## YOUR INSTRUCTIONS
Render every line of the entries below as a Markdown table with the columns Row and Line, numbering each row and leaving out blank lines.

## MATERIAL PROVIDED

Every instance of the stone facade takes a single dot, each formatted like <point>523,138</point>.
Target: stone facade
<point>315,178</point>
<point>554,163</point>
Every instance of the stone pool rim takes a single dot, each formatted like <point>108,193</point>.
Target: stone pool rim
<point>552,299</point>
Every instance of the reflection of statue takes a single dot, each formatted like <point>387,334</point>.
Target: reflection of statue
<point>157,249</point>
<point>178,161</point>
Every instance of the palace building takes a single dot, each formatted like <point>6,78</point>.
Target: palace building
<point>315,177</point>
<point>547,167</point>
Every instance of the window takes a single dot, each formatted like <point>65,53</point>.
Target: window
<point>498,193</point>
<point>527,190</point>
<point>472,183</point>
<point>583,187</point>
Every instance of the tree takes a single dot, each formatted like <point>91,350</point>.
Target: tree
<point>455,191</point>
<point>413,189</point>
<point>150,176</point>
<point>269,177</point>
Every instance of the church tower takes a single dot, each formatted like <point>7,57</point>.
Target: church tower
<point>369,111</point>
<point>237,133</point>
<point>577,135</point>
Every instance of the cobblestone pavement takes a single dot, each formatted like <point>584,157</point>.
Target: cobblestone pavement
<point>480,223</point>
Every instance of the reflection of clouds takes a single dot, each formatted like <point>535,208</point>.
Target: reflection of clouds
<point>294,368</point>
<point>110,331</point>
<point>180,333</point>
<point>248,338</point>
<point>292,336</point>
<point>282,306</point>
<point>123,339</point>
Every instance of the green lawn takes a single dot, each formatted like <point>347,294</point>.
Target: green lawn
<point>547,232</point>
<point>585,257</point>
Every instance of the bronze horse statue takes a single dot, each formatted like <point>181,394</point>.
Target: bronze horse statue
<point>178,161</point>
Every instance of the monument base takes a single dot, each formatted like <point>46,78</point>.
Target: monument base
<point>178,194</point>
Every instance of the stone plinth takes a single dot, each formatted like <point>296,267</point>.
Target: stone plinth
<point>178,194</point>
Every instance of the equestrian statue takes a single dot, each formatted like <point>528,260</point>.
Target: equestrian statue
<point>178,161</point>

## ANSWER IN FULL
| Row | Line |
|---|---|
| 1 | Every instance of the stone facade takes a single dot, each formatted like <point>523,138</point>. |
| 2 | Target: stone facade |
| 3 | <point>315,178</point> |
| 4 | <point>554,163</point> |
| 5 | Every instance of the stone pool rim takes a single dot, each formatted like <point>108,193</point>. |
| 6 | Target: stone pool rim |
| 7 | <point>552,299</point> |
| 8 | Every instance of the reflection of statue takes a single dot, each formatted like <point>387,334</point>. |
| 9 | Target: reflection of statue |
| 10 | <point>157,249</point> |
| 11 | <point>178,161</point> |
| 12 | Every instance of the palace building takes a single dot, each formatted like <point>6,78</point>. |
| 13 | Target: palace building |
| 14 | <point>315,177</point> |
| 15 | <point>547,167</point> |
| 16 | Every instance of the window takes a single dot, each formatted like <point>65,53</point>. |
| 17 | Target: window |
| 18 | <point>498,193</point> |
| 19 | <point>527,190</point> |
| 20 | <point>472,183</point> |
| 21 | <point>583,187</point> |
| 22 | Every instance of the tree takes a single dot, each formatted like <point>91,350</point>. |
| 23 | Target: tree |
| 24 | <point>455,191</point> |
| 25 | <point>413,189</point> |
| 26 | <point>150,176</point> |
| 27 | <point>269,177</point> |
| 28 | Every instance of the church tower takes a single dot, each formatted like <point>7,57</point>. |
| 29 | Target: church tower |
| 30 | <point>369,111</point> |
| 31 | <point>237,133</point> |
| 32 | <point>577,135</point> |
| 33 | Every instance of the cobblestone pavement takes a single dot, each formatted like <point>584,157</point>. |
| 34 | Target: cobblestone pavement |
| 35 | <point>480,223</point> |
| 36 | Every instance of the reflection of clouds takes a single dot, each formatted like <point>535,208</point>. |
| 37 | Target: reflection of clouds |
| 38 | <point>294,368</point> |
| 39 | <point>110,331</point> |
| 40 | <point>180,333</point> |
| 41 | <point>248,338</point> |
| 42 | <point>292,336</point> |
| 43 | <point>282,306</point> |
| 44 | <point>123,339</point> |
| 45 | Every instance of the green lawn takes a single dot, each formatted like <point>347,294</point>. |
| 46 | Target: green lawn |
| 47 | <point>547,232</point> |
| 48 | <point>585,257</point> |
| 49 | Every instance of the bronze horse statue takes a single dot, each formatted like <point>181,394</point>. |
| 50 | Target: bronze horse statue |
| 51 | <point>178,161</point> |
| 52 | Every instance of the monument base takes a single dot, each formatted like <point>46,78</point>. |
| 53 | Target: monument base |
| 54 | <point>178,194</point> |
| 55 | Every instance of the stone plinth takes a single dot, each formatted like <point>296,267</point>. |
| 56 | Target: stone plinth |
| 57 | <point>178,194</point> |
| 58 | Every instance of the equestrian statue takes a single dot, each formatted like <point>528,260</point>. |
| 59 | Target: equestrian statue |
| 60 | <point>178,161</point> |